Records:
[Begin]
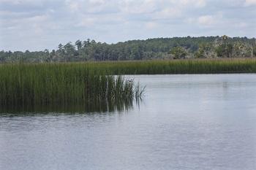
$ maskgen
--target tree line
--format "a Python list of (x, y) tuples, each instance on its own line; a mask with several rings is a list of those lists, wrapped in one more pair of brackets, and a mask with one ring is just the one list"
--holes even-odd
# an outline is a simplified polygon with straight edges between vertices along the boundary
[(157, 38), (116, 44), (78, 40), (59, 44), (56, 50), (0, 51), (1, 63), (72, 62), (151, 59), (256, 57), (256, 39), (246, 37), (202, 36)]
[End]
> [Task details] Write out all of the data above again word for word, leaving out the pictures.

> [Solution for this task]
$ maskgen
--target tree line
--format "a Python list of (x, y) tuples, each instance on its own line; a mask with several rings is a list of those lists, wrapped in one more pair of brackets, and a mask with one ring is just the one list"
--holes even-odd
# an outline is a simplified polygon with straight edges between vertices along the boundary
[(157, 38), (116, 44), (78, 40), (59, 44), (56, 50), (0, 51), (1, 63), (72, 62), (151, 59), (256, 57), (256, 39), (246, 37), (202, 36)]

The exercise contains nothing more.